### Your instructions
Edit the lines below by replacing "sunlit leaf" with "fallen leaf" wherever it occurs, and leave everything else as it is.

═════ Information supplied ═════

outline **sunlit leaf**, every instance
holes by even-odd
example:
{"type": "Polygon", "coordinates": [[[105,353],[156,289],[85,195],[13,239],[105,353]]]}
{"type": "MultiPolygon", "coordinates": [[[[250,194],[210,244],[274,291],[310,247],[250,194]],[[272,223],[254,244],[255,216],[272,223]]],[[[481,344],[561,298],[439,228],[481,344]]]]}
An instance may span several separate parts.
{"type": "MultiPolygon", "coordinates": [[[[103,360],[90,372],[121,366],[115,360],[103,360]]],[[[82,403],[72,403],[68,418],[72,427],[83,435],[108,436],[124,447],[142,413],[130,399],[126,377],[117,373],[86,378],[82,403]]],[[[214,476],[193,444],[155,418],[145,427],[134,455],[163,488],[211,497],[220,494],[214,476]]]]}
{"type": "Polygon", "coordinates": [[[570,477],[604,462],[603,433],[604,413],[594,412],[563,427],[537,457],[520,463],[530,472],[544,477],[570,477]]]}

═════

### The result
outline **fallen leaf**, every instance
holes by even-odd
example:
{"type": "Polygon", "coordinates": [[[105,353],[156,289],[85,195],[13,239],[105,353]]]}
{"type": "MultiPolygon", "coordinates": [[[[250,194],[210,244],[274,291],[310,247],[250,194]],[[272,223],[254,244],[255,216],[272,223]]],[[[481,344],[561,298],[439,228],[481,344]]]]}
An instance may span several separate parts.
{"type": "MultiPolygon", "coordinates": [[[[103,360],[90,372],[121,366],[115,360],[103,360]]],[[[82,403],[72,403],[68,418],[72,427],[83,435],[108,436],[124,447],[142,413],[130,399],[126,377],[117,373],[86,378],[82,403]]],[[[214,476],[193,444],[155,418],[145,427],[134,455],[163,488],[211,497],[220,494],[214,476]]]]}
{"type": "Polygon", "coordinates": [[[570,477],[604,462],[603,433],[604,413],[594,412],[563,427],[537,457],[520,463],[530,472],[544,477],[570,477]]]}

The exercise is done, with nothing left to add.